TASK INPUTS:
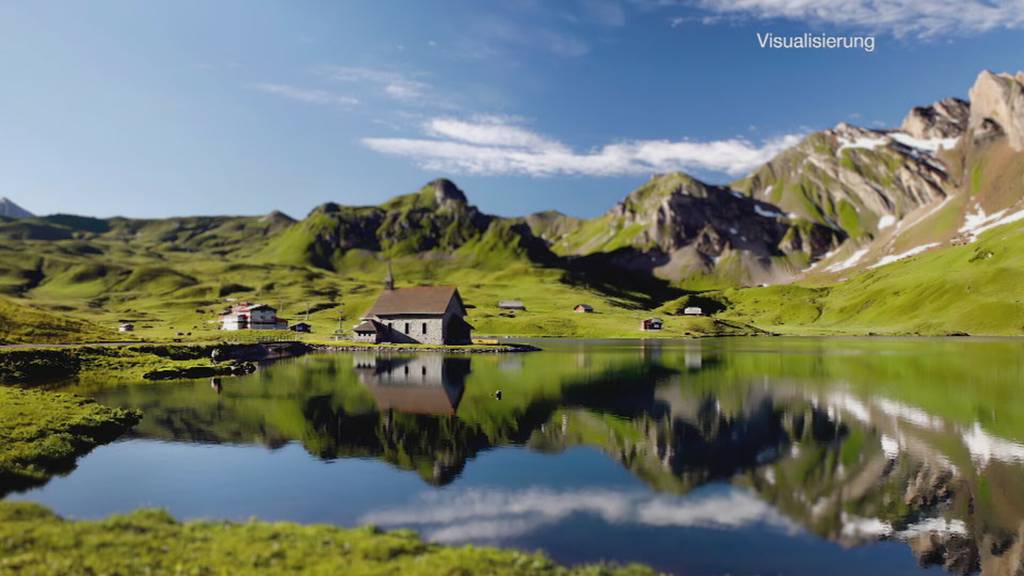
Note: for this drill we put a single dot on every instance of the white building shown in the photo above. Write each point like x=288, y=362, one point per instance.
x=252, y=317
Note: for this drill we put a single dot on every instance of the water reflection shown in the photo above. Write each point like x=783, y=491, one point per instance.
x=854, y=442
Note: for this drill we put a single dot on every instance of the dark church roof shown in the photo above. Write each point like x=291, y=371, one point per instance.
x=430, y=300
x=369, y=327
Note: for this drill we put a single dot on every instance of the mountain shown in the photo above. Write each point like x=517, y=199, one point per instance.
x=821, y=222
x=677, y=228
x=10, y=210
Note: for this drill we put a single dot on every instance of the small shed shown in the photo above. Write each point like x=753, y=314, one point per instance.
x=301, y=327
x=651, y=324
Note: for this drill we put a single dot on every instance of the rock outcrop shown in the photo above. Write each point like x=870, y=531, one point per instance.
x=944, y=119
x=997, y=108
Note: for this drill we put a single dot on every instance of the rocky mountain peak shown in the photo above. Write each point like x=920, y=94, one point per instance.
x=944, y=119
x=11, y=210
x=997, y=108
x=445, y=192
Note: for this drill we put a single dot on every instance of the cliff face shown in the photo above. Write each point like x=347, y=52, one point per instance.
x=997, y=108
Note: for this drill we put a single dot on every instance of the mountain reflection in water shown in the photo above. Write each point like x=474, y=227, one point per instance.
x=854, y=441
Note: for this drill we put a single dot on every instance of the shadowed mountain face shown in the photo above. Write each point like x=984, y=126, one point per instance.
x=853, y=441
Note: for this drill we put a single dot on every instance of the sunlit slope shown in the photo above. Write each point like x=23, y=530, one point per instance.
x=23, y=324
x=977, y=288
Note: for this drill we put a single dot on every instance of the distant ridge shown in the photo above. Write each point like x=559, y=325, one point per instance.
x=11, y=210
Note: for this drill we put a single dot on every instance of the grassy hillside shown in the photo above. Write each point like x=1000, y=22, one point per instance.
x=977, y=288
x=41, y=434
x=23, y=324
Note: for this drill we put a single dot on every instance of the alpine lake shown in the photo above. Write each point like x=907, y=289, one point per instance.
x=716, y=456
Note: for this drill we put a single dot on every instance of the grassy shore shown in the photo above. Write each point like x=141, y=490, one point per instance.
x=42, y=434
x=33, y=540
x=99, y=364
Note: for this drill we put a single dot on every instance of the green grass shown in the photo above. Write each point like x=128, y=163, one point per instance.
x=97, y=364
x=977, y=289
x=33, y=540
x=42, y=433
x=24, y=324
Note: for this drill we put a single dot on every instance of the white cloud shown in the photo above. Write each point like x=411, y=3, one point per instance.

==

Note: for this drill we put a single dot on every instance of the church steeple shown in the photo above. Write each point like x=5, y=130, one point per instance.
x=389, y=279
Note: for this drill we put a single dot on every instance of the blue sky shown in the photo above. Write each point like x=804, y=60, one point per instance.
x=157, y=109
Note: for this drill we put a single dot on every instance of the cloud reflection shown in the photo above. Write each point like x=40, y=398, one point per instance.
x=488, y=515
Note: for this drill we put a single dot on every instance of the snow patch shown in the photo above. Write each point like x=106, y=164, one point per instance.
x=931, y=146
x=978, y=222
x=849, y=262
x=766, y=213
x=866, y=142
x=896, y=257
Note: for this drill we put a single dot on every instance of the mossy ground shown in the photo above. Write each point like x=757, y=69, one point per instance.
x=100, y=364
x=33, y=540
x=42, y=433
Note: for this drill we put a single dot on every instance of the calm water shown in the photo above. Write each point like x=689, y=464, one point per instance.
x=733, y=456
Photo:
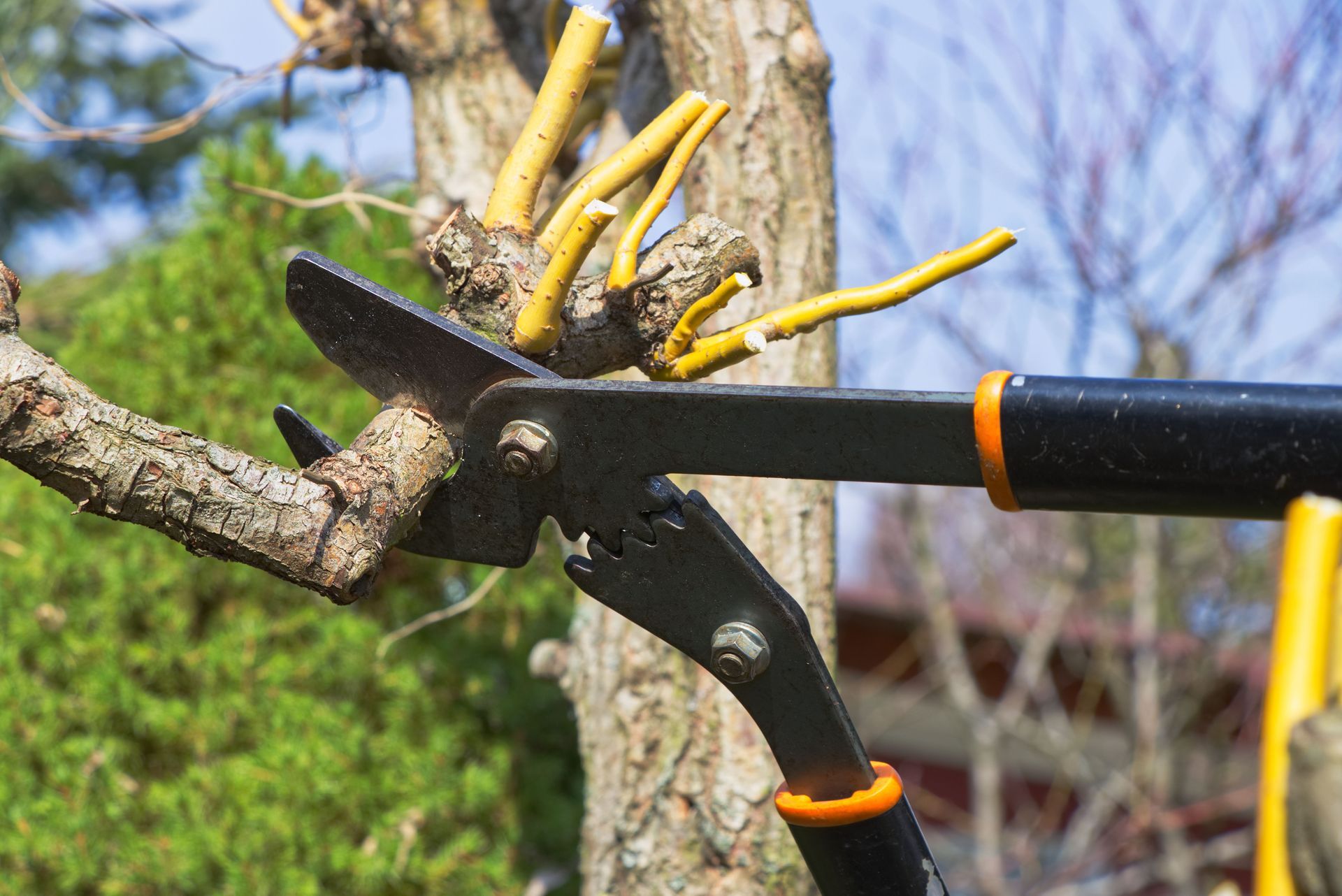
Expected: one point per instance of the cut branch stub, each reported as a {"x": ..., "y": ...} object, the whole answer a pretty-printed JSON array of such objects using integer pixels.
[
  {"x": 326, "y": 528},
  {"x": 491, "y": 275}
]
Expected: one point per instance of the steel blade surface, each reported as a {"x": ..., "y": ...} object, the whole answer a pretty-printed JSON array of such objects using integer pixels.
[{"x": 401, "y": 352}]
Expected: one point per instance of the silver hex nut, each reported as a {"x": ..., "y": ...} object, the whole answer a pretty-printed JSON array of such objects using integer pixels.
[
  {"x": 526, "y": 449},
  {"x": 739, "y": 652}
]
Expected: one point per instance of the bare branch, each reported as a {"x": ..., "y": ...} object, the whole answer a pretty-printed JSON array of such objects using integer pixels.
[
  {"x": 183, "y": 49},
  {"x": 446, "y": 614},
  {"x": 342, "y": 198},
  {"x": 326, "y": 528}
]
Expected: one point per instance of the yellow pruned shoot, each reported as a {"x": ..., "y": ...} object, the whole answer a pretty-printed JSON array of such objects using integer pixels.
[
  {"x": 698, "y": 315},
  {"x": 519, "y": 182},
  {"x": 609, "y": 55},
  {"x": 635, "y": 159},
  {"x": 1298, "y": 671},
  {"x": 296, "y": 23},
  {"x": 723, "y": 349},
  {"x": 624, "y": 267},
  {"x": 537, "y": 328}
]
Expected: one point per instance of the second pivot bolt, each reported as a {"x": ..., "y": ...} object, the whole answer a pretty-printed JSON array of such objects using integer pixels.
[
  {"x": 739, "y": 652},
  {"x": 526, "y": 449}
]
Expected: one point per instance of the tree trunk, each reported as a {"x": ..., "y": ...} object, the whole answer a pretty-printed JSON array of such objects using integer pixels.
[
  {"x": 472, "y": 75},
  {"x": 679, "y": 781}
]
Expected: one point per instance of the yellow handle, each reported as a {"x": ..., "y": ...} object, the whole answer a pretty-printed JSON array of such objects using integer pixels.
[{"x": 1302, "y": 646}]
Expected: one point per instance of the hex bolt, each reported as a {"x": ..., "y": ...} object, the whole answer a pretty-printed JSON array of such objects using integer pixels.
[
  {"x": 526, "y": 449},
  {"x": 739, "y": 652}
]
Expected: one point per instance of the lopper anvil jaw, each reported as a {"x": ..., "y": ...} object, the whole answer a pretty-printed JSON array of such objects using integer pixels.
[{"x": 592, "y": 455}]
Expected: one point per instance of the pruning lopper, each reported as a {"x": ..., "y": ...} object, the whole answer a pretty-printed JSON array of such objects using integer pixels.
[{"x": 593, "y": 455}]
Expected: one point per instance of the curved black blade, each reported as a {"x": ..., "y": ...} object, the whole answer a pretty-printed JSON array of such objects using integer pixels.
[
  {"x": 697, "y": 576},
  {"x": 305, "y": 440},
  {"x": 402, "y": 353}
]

--

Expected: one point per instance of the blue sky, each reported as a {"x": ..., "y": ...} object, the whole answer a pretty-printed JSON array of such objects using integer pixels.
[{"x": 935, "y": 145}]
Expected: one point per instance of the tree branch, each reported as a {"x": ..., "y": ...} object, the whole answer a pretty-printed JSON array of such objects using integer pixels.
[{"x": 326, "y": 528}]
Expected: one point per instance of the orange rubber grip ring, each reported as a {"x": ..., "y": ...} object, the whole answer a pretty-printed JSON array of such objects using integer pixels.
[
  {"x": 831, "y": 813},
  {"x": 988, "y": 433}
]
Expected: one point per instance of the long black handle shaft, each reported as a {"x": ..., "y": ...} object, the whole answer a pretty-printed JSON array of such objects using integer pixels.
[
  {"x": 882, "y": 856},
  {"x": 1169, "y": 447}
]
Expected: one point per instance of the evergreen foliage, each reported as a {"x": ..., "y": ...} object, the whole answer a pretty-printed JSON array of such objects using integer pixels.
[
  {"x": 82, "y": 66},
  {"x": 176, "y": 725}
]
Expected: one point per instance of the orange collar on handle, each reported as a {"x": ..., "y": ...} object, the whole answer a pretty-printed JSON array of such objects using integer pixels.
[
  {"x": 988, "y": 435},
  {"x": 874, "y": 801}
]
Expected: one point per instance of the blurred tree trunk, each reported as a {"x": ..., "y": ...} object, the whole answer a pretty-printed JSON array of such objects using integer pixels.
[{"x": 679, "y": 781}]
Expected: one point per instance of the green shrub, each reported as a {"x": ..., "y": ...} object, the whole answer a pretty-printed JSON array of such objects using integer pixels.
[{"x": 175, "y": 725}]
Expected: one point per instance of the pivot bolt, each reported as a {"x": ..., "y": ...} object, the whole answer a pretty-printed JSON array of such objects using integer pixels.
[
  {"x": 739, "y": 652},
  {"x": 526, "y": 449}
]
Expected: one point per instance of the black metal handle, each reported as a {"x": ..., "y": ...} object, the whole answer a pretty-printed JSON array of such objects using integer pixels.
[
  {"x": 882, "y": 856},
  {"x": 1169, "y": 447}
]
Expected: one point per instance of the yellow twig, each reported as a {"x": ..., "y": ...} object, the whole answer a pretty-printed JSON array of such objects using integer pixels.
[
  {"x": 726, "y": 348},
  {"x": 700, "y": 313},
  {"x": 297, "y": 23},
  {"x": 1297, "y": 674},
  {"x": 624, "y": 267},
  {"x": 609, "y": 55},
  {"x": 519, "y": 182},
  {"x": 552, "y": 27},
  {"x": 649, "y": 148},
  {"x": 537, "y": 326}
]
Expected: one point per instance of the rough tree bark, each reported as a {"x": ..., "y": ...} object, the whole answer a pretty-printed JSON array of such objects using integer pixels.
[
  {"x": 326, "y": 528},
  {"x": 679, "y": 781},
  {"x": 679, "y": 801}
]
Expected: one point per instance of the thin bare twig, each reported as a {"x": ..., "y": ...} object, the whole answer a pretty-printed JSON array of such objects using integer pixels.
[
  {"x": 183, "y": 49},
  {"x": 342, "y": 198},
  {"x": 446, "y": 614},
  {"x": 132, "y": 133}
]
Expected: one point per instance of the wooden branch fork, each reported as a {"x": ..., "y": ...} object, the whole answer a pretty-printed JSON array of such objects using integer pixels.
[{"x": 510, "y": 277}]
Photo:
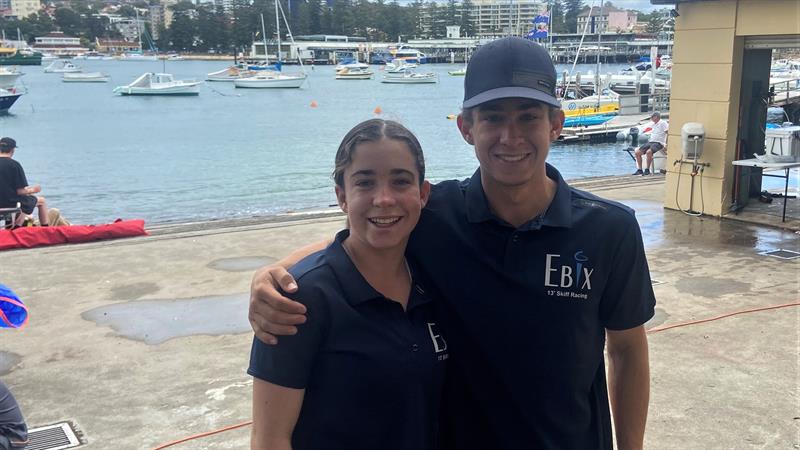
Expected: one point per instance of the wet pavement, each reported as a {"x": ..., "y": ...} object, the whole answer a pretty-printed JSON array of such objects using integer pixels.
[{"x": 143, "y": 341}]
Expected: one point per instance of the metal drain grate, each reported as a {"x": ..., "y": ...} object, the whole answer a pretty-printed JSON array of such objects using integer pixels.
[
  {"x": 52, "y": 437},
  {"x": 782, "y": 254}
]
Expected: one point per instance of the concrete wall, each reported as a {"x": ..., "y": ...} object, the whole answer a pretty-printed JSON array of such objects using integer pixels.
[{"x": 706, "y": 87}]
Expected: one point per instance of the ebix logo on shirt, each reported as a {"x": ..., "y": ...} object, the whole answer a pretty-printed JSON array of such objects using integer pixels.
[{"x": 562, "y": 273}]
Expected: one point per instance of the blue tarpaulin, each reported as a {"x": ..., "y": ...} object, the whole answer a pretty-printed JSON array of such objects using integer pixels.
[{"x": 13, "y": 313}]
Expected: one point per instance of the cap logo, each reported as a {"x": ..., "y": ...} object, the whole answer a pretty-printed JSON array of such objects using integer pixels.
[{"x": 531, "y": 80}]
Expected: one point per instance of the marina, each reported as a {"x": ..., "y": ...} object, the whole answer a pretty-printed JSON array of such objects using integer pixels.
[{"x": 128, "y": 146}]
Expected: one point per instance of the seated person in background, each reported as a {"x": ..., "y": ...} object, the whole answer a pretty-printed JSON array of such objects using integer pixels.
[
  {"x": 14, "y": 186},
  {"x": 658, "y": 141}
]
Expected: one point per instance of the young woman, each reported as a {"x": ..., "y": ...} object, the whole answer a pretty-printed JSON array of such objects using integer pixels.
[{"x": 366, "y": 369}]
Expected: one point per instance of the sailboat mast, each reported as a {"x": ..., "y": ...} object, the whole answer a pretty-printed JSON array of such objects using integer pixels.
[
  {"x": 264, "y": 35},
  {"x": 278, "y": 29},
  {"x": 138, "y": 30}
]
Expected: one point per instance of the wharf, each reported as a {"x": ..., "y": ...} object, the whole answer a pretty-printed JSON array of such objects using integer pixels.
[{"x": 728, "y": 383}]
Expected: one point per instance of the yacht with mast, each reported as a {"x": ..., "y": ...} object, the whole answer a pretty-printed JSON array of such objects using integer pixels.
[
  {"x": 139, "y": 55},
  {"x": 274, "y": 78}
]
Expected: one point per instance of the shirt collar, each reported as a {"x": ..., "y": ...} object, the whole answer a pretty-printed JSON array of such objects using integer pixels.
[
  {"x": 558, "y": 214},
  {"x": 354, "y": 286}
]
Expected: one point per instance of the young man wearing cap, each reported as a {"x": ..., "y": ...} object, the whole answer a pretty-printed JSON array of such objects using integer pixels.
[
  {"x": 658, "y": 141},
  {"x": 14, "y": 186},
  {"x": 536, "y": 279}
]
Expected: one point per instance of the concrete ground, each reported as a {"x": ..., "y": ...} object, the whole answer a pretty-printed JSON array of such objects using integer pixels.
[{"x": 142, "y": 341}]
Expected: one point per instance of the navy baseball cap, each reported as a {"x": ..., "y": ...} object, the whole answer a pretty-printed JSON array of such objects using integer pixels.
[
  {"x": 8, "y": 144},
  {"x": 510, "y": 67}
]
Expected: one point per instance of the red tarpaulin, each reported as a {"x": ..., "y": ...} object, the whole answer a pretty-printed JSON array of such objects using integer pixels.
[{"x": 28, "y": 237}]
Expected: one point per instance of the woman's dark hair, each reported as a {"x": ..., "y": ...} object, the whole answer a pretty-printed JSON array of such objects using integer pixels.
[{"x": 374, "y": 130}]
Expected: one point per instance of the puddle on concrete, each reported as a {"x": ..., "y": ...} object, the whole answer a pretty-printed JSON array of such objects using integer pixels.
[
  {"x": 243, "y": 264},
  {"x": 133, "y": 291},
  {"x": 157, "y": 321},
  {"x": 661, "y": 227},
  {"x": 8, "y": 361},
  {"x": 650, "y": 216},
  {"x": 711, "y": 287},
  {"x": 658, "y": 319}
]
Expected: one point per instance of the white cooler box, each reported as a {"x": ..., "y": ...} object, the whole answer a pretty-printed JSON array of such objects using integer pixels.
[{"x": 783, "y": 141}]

SET EXERCISE:
Put the lines from the one containing "y=362, one point per instance." through the one containing "x=854, y=442", both inclusive, into a Markdown table with columns "No." and "Line". Number each line in order and skip any blank lines.

PROBLEM SOLUTION:
| No. | Line |
|---|---|
| 1 | Note: for this drill we put a single dot on every instance of the white building shown in the photo above. Write each point like x=288, y=362, one point per instance. |
| 2 | x=252, y=317 |
| 3 | Note: for this drill we put a single dot on every instance of the water reflection shown in the photo above. Write each point like x=783, y=491, one point per instance. |
| 4 | x=854, y=442 |